-- start Provided information --

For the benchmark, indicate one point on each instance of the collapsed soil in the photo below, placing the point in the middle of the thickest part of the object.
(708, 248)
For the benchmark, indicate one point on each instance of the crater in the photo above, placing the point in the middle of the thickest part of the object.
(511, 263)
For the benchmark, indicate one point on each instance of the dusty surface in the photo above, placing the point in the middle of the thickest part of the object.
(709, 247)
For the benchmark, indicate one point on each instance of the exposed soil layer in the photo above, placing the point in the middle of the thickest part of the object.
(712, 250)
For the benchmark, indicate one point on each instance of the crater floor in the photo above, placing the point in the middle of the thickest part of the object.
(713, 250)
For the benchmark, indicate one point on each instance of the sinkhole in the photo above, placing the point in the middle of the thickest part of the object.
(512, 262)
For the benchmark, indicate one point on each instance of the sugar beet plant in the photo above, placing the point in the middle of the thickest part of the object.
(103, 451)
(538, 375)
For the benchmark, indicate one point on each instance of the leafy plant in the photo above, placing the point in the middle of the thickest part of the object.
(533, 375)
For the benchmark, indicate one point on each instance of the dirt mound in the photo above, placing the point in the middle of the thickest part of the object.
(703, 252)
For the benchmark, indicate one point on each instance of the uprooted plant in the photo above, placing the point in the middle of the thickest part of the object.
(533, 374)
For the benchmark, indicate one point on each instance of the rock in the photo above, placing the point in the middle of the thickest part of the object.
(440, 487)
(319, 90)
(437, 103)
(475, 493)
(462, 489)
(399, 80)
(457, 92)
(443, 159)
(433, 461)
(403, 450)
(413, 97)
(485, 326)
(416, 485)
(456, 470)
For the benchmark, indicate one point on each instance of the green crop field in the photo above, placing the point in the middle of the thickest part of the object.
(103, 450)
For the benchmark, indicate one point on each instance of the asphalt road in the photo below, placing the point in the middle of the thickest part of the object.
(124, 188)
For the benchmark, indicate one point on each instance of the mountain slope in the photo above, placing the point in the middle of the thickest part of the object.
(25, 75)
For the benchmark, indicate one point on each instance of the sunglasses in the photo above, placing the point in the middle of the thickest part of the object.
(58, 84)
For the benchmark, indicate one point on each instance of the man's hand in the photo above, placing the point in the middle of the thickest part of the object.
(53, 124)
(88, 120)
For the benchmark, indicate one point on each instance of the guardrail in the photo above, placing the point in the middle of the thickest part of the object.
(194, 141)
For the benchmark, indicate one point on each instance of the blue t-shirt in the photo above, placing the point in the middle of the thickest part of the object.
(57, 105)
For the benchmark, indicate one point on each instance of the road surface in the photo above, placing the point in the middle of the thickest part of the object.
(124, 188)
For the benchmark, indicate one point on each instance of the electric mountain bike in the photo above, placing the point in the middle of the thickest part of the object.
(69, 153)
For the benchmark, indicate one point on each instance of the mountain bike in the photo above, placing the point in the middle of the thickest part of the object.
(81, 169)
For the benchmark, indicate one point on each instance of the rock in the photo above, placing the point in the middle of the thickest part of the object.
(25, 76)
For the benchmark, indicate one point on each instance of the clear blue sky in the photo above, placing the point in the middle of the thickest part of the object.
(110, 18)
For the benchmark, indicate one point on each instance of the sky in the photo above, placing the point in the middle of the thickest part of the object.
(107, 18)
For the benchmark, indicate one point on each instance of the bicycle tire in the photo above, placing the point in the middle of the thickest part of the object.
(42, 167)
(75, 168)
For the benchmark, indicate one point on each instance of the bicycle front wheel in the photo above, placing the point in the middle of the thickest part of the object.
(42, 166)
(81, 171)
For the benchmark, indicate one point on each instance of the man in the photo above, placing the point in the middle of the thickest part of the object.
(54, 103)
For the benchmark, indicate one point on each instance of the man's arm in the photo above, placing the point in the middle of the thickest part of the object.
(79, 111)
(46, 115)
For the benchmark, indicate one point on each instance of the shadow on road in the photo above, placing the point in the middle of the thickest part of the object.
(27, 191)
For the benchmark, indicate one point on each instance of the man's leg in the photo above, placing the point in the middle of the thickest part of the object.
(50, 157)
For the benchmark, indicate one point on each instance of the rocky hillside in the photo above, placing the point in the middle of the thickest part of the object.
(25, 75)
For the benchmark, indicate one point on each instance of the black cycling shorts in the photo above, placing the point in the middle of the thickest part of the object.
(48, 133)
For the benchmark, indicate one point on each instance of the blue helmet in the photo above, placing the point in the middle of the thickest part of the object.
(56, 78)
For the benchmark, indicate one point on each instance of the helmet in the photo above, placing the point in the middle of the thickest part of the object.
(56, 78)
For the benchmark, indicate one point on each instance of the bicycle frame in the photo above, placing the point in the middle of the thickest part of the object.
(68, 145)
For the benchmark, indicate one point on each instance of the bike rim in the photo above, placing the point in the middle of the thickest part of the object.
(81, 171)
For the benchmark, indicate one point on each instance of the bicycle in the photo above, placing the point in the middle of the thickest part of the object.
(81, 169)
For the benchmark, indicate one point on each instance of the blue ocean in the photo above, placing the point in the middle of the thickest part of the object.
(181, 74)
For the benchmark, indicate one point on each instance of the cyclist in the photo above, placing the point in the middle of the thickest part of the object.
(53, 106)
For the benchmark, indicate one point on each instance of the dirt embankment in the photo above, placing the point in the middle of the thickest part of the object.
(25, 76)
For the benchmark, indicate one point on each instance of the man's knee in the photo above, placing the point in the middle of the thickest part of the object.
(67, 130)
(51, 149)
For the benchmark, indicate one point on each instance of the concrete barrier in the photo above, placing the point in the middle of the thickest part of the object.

-- end Provided information --

Work to do: Rescale the records that run from the line containing "the bicycle frame" through the end of the records, inclusive, and give only those lines. Reproduce each line in full, requests included, with every answer coordinate multiplied by 2.6 and rounded to the nearest whole number, halves rounded up.

Solution to this problem:
For the benchmark, indicate one point on each instance of the bicycle frame in the photo above, placing the point in the middle of the thickest part of the object.
(177, 377)
For the benchmark, indicate one point on each instance of the bike rim in the photo above, placing the point in the middle of the thickest part of the object.
(211, 445)
For the benchmark, indicate one point on each instance of the bicycle in the photo above, placing the point in the middle of the thickest part of the object.
(211, 439)
For the benchmark, indicate one point on each instance of the blue ocean in the photo above, placing the point in the middle of the thickest part of the object.
(471, 192)
For the benchmark, indicate one point on each instance of the cyclist in the photo above, placing the point in the middle of the thickest part of the object.
(138, 276)
For the benchmark, indicate one point on each instance of the dirt embankment in the photo above, placing the point in the middle of the thickest part of the object.
(65, 198)
For the benchmark, indicate one point on each instance of the man's knee in the photo above, placing the point in the middle of the thickest part of the object.
(174, 338)
(133, 387)
For the benchmark, indicate one point on each instance of the concrete barrier in the photo above, placing the point in the middle of the thickest part of the object.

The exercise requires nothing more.